### [Work to be completed]
Reproduce word for word the lines of the entries below, beginning with the line that contains "the tree trunk" and running through the final line of the entries, both included.

### [Extracted records]

####

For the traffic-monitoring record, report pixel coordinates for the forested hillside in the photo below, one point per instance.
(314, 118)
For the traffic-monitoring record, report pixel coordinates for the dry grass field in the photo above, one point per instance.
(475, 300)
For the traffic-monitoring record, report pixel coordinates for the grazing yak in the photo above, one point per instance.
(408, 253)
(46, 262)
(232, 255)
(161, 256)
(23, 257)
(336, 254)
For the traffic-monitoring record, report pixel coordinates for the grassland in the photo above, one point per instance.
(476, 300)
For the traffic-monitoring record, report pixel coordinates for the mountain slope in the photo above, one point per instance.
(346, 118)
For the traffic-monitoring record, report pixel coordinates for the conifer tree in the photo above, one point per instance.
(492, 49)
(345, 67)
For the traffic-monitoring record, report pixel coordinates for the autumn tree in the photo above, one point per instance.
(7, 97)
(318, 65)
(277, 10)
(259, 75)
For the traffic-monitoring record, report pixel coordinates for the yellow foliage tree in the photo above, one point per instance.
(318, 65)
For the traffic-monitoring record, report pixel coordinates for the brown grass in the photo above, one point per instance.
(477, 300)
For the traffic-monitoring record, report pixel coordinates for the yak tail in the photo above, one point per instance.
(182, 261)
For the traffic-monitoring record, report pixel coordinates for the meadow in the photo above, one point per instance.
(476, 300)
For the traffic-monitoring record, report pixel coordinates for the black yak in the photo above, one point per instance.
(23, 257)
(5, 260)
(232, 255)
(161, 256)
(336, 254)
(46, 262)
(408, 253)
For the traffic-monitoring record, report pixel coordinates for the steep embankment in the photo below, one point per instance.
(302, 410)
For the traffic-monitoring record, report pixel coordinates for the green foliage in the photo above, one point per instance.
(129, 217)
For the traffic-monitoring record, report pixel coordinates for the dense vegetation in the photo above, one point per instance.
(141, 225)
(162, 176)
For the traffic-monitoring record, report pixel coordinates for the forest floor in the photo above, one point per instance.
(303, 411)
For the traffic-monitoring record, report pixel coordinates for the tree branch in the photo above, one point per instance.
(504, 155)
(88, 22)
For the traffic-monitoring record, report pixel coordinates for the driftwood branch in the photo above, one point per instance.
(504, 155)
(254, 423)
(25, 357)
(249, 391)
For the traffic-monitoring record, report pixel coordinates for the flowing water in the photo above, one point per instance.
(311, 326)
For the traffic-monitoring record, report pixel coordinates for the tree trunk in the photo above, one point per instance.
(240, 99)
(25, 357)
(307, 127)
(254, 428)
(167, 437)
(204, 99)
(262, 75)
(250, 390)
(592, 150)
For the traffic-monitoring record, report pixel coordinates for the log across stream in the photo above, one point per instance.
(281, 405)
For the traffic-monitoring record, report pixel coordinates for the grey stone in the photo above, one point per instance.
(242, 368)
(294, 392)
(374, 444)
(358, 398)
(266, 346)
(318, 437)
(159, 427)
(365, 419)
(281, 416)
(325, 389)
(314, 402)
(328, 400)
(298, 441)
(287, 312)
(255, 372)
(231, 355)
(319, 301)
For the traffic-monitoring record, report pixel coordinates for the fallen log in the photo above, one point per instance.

####

### [Final result]
For the traffic-monitoring record, report pixel coordinates for the tree trunk in the photo above, one point per instance.
(240, 99)
(25, 357)
(307, 127)
(254, 428)
(167, 437)
(204, 99)
(262, 75)
(250, 390)
(592, 150)
For the traffic-monitoring record, report pixel coordinates for the log across stream in the photo above, one point per instance.
(281, 405)
For the traffic-monitoring record, report pixel coordinates for the grey stone in the photo above, one point per instance.
(242, 368)
(294, 392)
(374, 444)
(358, 398)
(266, 346)
(318, 437)
(159, 427)
(365, 419)
(281, 416)
(325, 389)
(314, 402)
(328, 400)
(298, 441)
(287, 312)
(255, 372)
(231, 355)
(319, 301)
For the traffic-monitoring record, report pixel coordinates for the fallen log in the photo above, one point per instance.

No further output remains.